PROVIDED TEXT:
######

Model Overview
The declare-lab/trustalign_qwen2.5_7b is a 7.6 billion parameter Qwen2.5 model developed by declare-lab, distinguished by its Trust-Align training methodology. This approach focuses on enhancing the trustworthiness of the LLM by ensuring responses are strictly grounded in provided documents. A key feature is its ability to refuse to answer when no supporting information can be found within the given context, thereby mitigating hallucination.
Key Capabilities
- Contextual Grounding: Provides answers exclusively based on pre-provided search results or documents.
- Citation Accuracy: Capable of citing sources properly, using a format like
[1][2][3] for multiple documents. - Refusal Mechanism: Explicitly states inability to answer if information is not present in the provided documents.
- Unbiased Tone: Designed to generate responses with an unbiased and journalistic tone.

######

DATA EXTRACT:
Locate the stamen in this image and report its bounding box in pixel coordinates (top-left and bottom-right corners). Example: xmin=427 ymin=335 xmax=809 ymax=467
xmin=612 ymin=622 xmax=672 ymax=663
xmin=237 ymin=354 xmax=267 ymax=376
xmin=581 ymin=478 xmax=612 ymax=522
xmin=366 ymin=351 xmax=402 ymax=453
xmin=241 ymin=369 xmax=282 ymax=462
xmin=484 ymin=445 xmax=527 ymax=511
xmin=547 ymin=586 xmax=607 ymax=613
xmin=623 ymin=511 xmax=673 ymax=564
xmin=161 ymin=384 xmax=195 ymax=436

######

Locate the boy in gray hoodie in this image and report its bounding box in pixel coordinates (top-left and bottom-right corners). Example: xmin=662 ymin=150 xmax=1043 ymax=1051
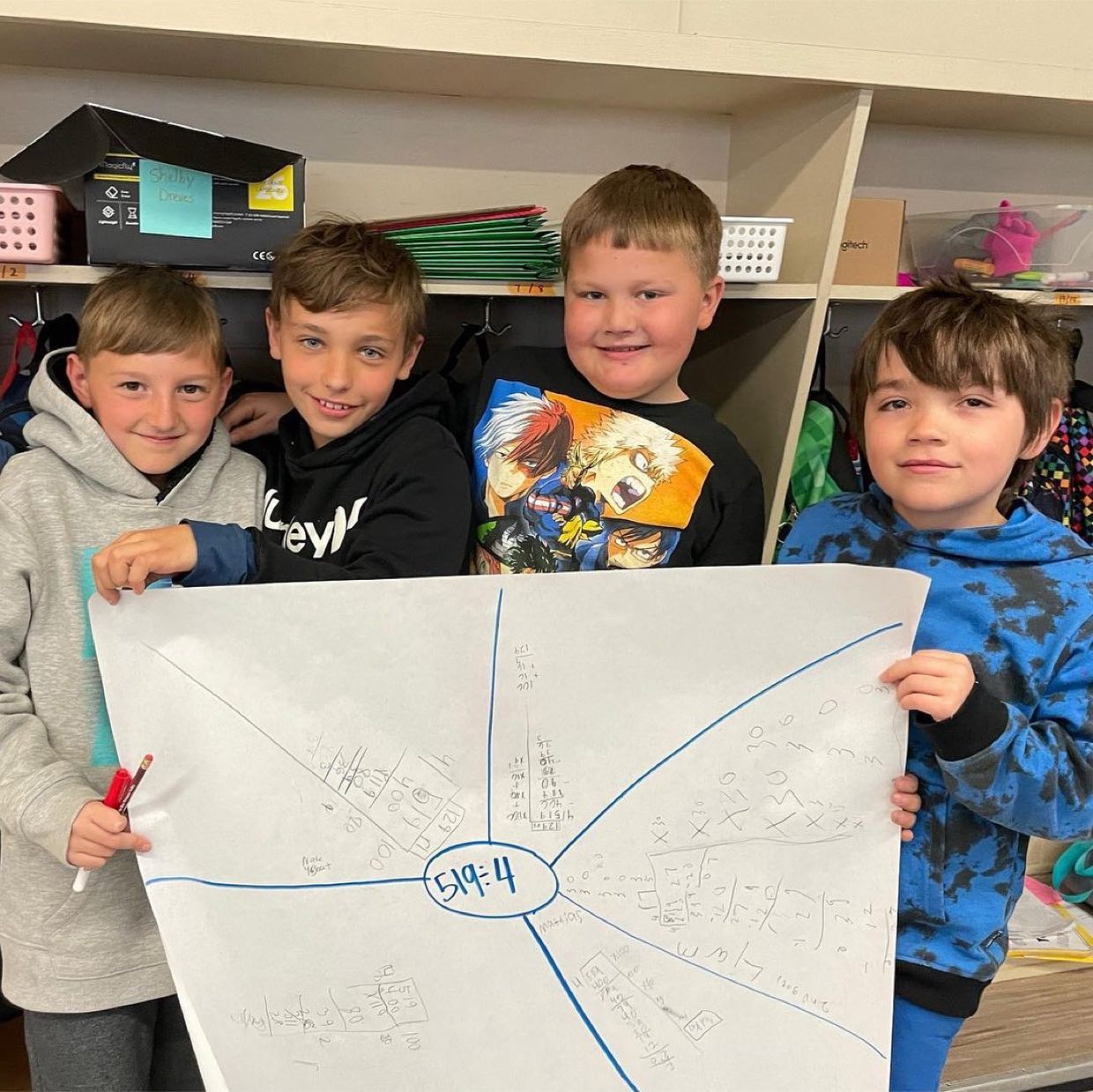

######

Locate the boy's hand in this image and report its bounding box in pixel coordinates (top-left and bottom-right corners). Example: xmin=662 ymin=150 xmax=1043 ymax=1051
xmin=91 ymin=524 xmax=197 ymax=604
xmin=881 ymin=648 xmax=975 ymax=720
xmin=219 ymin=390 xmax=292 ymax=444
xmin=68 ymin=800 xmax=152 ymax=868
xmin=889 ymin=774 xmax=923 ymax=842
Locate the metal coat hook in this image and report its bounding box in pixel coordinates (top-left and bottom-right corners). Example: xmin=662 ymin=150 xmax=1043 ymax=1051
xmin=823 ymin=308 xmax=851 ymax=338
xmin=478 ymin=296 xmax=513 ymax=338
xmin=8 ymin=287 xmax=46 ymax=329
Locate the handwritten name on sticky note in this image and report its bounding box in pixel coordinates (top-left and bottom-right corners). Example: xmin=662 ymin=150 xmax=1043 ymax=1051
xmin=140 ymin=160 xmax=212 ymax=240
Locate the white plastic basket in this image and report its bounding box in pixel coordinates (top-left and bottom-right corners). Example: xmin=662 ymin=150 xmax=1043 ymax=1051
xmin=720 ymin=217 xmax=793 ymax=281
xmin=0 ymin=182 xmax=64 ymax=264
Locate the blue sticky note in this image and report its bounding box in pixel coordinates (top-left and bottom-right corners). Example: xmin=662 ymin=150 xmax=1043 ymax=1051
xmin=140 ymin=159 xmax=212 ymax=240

######

REQUIRED ACTIONS:
**1)** Please transcribe the model overview from "Model Overview" up to and including "and journalistic tone.".
**2)** Write the next part of the model overview for the Trust-Align Qwen2.5 model, picking up after its final line.

TASK RESULTS:
**1)**
Model Overview
The declare-lab/trustalign_qwen2.5_7b is a 7.6 billion parameter Qwen2.5 model developed by declare-lab, distinguished by its Trust-Align training methodology. This approach focuses on enhancing the trustworthiness of the LLM by ensuring responses are strictly grounded in provided documents. A key feature is its ability to refuse to answer when no supporting information can be found within the given context, thereby mitigating hallucination.
Key Capabilities
- Contextual Grounding: Provides answers exclusively based on pre-provided search results or documents.
- Citation Accuracy: Capable of citing sources properly, using a format like
[1][2][3] for multiple documents. - Refusal Mechanism: Explicitly states inability to answer if information is not present in the provided documents.
- Unbiased Tone: Designed to generate responses with an unbiased and journalistic tone.

**2)**
Training Details
The model was trained using a combination of an instruction-following corpus with a standard next-token prediction objective and a preference dataset utilizing Direct Preference Optimization (DPO). The training data, declare-lab/trust_data, is publicly available on Hugging Face. The training was conducted on two NVIDIA A100 GPUs (40GB each).
Good For
- Applications requiring high factual accuracy and source attribution.
- Use cases where preventing hallucination and ungrounded responses is critical.
- Information retrieval systems that need to explicitly indicate when an answer cannot be found in the given context.